COMPITO BREVE 1:
La prima frase del brano sulla violenza psicologica dice di che cosa sono fatte le parole pronunciate da un familiare o da un partner. Riporta tutte le voci di questo elenco.

BRANO DATO:
++++
Sono le parole di discredito, di umiliazione, di mancanza di amore, di invidia sottile, a volte persino di odio nascosto, pronunciate da un familiare o da un partner.
Parole capaci di spezzare le ossa invisibili dell’anima.
Una risata di scherno può togliere respiro.
Il silenzio al posto della cura, quando la fragilità chiederebbe sostegno, diventa gelo.
E quel gelo invade le cellule, appesantisce, indebolisce.
La violenza psicologica si manifesta quando qualcuno, per sentirsi più grande, ha bisogno di rimpicciolire un’altra persona.
Quando chi ferisce cerca luce altrove perché fatica a trovarla in sé, finendo per distruggere la luce di altri, e spesso anche la propria.
La violenza sta in frasi gettate con leggerezza apparente:
“Sei una grassona”,
magari nel momento in cui una donna attraversa la menopausa e si sente più vulnerabile.
++++
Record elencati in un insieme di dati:

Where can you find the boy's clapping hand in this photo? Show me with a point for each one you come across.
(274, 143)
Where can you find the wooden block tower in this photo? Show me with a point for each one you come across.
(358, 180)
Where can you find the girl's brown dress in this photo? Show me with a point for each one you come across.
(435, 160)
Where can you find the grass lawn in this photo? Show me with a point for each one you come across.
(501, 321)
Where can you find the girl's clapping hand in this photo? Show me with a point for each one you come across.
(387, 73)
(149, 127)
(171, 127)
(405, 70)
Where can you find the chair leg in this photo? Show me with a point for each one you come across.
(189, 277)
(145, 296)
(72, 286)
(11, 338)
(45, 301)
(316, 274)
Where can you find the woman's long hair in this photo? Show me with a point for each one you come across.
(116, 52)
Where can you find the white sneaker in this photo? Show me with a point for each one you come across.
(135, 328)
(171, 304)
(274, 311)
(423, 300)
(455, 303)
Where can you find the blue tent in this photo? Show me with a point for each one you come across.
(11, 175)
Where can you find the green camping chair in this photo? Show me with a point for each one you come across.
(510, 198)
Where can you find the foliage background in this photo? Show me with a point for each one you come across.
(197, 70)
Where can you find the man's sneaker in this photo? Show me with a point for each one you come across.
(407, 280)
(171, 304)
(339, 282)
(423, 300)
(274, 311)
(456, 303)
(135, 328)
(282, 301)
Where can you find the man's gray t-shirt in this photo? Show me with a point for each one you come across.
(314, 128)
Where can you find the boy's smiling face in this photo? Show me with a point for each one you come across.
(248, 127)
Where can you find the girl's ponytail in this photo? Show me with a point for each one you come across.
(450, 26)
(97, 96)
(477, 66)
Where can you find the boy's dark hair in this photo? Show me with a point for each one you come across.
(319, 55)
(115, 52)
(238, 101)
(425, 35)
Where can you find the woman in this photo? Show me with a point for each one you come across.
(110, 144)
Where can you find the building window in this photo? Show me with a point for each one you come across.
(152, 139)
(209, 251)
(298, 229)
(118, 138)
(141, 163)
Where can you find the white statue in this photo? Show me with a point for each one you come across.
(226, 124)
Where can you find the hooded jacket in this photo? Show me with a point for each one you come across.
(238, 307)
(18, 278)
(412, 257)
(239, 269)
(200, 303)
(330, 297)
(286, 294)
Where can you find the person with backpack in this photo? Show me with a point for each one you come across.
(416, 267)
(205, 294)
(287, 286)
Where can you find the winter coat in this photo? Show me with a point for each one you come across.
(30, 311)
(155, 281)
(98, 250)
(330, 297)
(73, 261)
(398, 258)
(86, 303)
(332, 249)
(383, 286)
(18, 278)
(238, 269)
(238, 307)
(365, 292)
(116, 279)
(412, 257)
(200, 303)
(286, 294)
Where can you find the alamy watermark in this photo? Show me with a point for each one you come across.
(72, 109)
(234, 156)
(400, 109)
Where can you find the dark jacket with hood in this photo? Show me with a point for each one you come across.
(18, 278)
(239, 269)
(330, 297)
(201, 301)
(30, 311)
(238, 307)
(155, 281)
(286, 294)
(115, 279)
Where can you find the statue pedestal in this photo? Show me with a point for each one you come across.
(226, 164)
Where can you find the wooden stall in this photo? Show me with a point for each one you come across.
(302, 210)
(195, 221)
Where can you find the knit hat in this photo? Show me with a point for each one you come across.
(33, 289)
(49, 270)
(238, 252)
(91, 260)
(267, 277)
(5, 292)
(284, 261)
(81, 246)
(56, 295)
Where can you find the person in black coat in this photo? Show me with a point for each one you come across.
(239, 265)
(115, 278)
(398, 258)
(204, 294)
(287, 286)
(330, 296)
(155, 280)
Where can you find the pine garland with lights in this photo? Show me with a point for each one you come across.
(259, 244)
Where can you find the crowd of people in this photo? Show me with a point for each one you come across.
++++
COMPITO BREVE 2:
Rendi come tabella Markdown, con le colonne "Numero" e "Riga", soltanto la parte dei record che si apre con la riga contenente "Where can you find the knit" e si chiude con l'ultima riga dei record, entrambe incluse. Tralascia le righe vuote.

RISPOSTA 1:
discredito; umiliazione; mancanza di amore; invidia sottile; odio nascosto

RISPOSTA 2:
| Numero | Riga |
|---|---|
| 1 | Where can you find the knit hat in this photo? Show me with a point for each one you come across. |
| 2 | (33, 289) |
| 3 | (49, 270) |
| 4 | (238, 252) |
| 5 | (91, 260) |
| 6 | (267, 277) |
| 7 | (5, 292) |
| 8 | (284, 261) |
| 9 | (81, 246) |
| 10 | (56, 295) |
| 11 | Where can you find the person in black coat in this photo? Show me with a point for each one you come across. |
| 12 | (239, 265) |
| 13 | (115, 278) |
| 14 | (398, 258) |
| 15 | (204, 294) |
| 16 | (287, 286) |
| 17 | (330, 296) |
| 18 | (155, 280) |
| 19 | Where can you find the pine garland with lights in this photo? Show me with a point for each one you come across. |
| 20 | (259, 244) |
| 21 | Where can you find the crowd of people in this photo? Show me with a point for each one you come across. |